**Goal of the exercise:** In the passage below, which emotion does Mr. Biden seem most publicly comfortable with?

BEGIN Passage

Peggy Noonan writes in the Wall Street Journal:

 When he stands at a podium and reads from a teleprompter, his mind seems to wander quickly from the meaning of what he’s saying to the impression he’s making. You can sort of see this, that he’s always wondering how he’s coming across. When he catches himself he tends to compensate by enacting emotion.

But the emotion he seems most publicly comfortable with is indignation.

There are small tics that worked long ago. He often speaks as if we are fascinated by the family he came from and that formed him. Thus he speaks of the old neighborhood and lessons. And my mother told me, Joey, don’t comb your hair with buttered toast. This was great for a Knights of Columbus pancake breakfast in Rehoboth Beach, Del., but not now. For all the mystique of the presidency, people hired you to do a job and want you to be clear and have a plan. They aren’t obsessed with your family, they’re obsessed with their family.

Mr. Biden tends to be extremely self referential: “I’ll give it to you straight, as I promised that I always would.” Because I’m such a straight shooter. It’s better to shoot straight and not always be bragging. He should lose “Lemme say that again.” When you speak to America you don’t have to repeat yourself for the slow. I don’t think he’s aware he often seems to be talking down. People will tolerate this from a politician when they think he’s their moral or intellectual superior, but they push back when they don’t, as in the polls.


9. Is Your Kids’ Ministry Doing Childcare or Soul Care? 

From the Gospel Coalition:

Jared Kennedy—an editor with The Gospel Coalition and author of The Beginner’s Gospel Story Bible—guides the reader through four critical elements of ministry to children: hospitality, teaching, discipling, and mission. Kennedy admits these are not “silver bullets,” but they are biblical priorities, no matter the size of your church.

Smaller churches and new church plants will benefit from Kennedy’s basic framework, which can be applied with limited space, budget, and volunteers. Think of it as a quick start guide for kid’s ministry. You don’t have to invent a ministry approach from scratch or import a copy of what others are doing. Kennedy answers the question, “What are the most important things to do in children’s ministry?”

END Passage
BEGIN Record set

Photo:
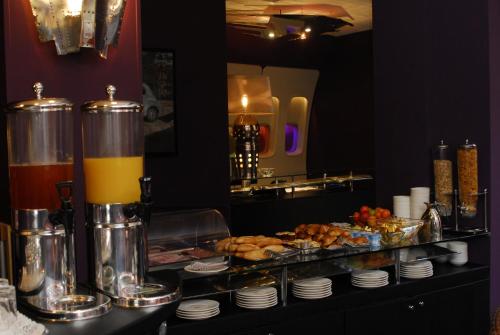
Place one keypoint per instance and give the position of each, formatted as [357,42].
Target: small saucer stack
[257,298]
[369,278]
[417,270]
[199,309]
[314,288]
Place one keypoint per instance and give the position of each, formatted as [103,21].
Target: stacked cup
[419,196]
[461,257]
[401,206]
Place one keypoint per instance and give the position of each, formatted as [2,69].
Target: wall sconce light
[75,24]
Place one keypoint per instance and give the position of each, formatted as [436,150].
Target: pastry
[255,255]
[275,247]
[246,247]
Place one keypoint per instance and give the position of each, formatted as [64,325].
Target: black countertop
[147,320]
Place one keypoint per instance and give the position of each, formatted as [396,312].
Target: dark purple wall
[494,48]
[341,123]
[431,83]
[197,176]
[78,77]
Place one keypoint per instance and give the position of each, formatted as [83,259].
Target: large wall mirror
[302,70]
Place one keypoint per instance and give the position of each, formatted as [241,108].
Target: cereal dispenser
[246,132]
[118,201]
[467,179]
[40,151]
[443,179]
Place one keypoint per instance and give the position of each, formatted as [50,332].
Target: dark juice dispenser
[118,202]
[40,152]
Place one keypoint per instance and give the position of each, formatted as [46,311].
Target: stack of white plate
[314,288]
[417,270]
[257,298]
[369,278]
[199,309]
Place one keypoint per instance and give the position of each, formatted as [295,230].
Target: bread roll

END Record set

**Answer to the exercise:** Indignation.